>>>>>

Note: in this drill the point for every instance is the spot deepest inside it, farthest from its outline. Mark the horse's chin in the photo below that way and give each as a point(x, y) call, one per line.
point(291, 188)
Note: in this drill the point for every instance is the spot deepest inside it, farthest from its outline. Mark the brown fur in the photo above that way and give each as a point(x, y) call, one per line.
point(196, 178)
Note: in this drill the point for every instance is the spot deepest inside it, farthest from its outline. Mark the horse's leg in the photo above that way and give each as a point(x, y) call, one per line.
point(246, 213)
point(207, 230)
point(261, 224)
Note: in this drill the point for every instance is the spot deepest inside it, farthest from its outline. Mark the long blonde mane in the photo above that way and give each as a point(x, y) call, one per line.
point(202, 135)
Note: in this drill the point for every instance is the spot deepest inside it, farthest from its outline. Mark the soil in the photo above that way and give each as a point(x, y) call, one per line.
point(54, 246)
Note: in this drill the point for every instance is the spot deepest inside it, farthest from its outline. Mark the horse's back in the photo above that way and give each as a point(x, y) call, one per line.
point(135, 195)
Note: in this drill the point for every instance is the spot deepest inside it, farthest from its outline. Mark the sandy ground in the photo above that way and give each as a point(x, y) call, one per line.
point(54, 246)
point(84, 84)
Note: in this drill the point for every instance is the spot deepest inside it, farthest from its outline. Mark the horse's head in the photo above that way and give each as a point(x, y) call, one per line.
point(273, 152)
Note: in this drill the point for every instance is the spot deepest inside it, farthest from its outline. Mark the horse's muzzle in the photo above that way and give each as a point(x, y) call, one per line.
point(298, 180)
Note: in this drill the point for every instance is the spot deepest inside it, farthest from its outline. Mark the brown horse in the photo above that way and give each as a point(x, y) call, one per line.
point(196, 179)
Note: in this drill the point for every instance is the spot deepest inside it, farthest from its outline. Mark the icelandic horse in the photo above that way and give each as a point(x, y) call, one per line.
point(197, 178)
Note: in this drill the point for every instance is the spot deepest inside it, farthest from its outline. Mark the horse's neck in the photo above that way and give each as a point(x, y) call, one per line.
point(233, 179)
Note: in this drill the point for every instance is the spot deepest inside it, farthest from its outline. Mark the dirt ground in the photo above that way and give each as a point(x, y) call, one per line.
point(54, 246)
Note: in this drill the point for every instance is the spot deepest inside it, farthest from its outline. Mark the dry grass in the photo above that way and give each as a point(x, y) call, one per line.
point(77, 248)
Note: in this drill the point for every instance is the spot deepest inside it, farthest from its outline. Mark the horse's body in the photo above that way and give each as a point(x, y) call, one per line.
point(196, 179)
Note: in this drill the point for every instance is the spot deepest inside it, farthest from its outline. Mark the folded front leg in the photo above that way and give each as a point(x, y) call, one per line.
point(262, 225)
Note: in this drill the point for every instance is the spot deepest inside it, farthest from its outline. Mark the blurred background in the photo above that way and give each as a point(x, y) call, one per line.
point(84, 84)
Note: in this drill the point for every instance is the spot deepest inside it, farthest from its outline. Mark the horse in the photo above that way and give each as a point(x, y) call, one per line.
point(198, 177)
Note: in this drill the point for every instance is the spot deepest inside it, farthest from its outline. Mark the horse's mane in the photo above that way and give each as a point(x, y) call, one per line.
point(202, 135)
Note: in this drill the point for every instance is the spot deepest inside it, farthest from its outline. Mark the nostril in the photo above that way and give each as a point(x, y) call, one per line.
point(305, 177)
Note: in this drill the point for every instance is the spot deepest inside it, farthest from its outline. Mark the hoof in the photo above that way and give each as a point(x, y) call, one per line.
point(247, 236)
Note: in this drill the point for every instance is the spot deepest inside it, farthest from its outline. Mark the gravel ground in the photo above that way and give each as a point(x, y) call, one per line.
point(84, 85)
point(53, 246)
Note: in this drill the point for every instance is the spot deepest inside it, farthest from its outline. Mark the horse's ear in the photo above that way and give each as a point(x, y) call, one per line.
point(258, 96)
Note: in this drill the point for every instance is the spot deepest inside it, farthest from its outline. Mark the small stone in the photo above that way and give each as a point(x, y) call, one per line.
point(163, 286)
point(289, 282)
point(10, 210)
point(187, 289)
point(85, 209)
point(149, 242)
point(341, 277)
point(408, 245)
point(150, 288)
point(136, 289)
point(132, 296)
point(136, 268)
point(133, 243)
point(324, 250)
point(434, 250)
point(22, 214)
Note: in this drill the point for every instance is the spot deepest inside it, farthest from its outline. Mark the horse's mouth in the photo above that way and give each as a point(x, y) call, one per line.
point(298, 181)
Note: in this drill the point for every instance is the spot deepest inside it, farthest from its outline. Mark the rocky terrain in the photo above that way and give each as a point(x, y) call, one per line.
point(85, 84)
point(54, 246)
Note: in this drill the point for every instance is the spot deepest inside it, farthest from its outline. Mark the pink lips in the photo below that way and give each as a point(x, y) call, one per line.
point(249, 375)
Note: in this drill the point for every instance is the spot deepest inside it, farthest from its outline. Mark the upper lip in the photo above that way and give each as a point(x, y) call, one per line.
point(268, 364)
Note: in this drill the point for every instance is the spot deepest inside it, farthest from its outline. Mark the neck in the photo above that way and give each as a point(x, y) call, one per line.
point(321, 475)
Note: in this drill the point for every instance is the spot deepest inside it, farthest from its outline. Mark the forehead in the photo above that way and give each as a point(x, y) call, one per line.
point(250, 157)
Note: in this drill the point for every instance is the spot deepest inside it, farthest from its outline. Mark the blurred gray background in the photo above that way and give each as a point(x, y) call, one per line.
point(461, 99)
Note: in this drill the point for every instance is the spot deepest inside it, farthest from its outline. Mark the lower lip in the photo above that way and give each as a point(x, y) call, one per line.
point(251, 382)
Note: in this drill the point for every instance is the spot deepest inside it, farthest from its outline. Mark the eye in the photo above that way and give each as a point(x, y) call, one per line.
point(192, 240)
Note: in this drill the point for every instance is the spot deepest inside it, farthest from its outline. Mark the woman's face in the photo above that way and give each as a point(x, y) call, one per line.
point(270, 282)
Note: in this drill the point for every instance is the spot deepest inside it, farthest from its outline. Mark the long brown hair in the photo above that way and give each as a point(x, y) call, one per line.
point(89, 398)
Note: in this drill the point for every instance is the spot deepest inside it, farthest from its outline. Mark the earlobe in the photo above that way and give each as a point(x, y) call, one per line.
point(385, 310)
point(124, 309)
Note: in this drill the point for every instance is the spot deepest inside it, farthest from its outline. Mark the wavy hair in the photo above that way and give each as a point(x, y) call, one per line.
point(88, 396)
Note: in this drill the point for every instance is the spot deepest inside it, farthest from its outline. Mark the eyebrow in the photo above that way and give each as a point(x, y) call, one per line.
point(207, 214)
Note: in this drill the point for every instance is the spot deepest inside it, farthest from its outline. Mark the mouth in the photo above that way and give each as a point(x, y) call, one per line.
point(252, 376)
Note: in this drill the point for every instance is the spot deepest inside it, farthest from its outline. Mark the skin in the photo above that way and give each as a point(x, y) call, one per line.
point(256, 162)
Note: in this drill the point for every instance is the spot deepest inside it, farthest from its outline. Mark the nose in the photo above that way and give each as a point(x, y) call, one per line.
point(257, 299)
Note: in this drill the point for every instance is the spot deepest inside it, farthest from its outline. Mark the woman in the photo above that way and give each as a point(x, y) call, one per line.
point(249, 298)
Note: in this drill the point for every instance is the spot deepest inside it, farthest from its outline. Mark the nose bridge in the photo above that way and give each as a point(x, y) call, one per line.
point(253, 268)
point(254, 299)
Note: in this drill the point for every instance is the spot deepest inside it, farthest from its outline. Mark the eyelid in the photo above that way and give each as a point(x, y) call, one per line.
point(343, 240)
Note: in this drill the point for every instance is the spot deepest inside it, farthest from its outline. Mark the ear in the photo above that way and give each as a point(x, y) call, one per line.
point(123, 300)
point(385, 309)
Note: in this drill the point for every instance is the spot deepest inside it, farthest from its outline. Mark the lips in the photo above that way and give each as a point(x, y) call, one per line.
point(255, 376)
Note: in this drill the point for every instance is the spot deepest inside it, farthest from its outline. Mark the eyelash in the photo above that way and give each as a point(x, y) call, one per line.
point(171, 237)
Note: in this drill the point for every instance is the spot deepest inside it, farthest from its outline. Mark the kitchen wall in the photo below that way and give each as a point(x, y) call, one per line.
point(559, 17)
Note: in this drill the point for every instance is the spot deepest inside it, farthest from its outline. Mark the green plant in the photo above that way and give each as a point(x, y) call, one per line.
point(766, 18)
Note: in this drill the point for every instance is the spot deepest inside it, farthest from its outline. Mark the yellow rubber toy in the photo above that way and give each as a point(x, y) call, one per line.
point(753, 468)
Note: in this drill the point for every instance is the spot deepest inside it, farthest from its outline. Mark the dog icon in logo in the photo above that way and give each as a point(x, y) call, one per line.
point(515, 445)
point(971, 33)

<<<<<

Directions for this task: The line containing "the nose bridge" marks the start. Repeat it and every line after it to the end of the listing above, exactly.

Answer space:
Note: in this drill the point for every instance is the spot deepest inside it, farthest from its outline. Mark the nose bridge in the photo above that way and give each as a point(x, y) call, one per line.
point(253, 268)
point(254, 299)
Note: in this drill the point for every instance is the spot deepest inside it, farthest from its outline. Mark the eyelid in the photo above that way and give each as a point(x, y) call, one per line.
point(343, 240)
Note: in this drill the point for every instance is the spot deepest inside it, farthest from its outline. Mark the ear in the photo above that way and give each as a point(x, y) call, one per line.
point(123, 300)
point(385, 309)
Note: in this drill the point for every instance is the spot deepest inside it, farthest from its outline. Mark the lips in the photo above that way and give each as a point(x, y) call, one per line.
point(255, 376)
Note: in this drill the point for every instance is the spot deepest inside it, farthest from its outline. Mark the eyelash in the photo above that way and give each as a point(x, y) call, one per line.
point(171, 237)
Note: in this drill the point for every instance is the spot deepest inside it, farthest from its outline. Mark the kitchen wall in the photo below that way and give each as a point(x, y) call, one per line.
point(559, 17)
Note: in this drill the point for every instance is the spot deepest inside it, farthest from its outline. Mark the green plant in the photo above that way and give each as a point(x, y) call, one per line.
point(766, 18)
Note: in this drill the point for every instance is the spot deepest inside it, farthest from its outline. Mark the yellow rubber toy in the photo above that way and give each as a point(x, y) call, one per line.
point(753, 468)
Note: in this drill the point for every instance is the spot deepest inside it, farthest from its outline. Mark the dog icon in logo in the photo above that way and give each as a point(x, y) call, one per line.
point(515, 445)
point(971, 33)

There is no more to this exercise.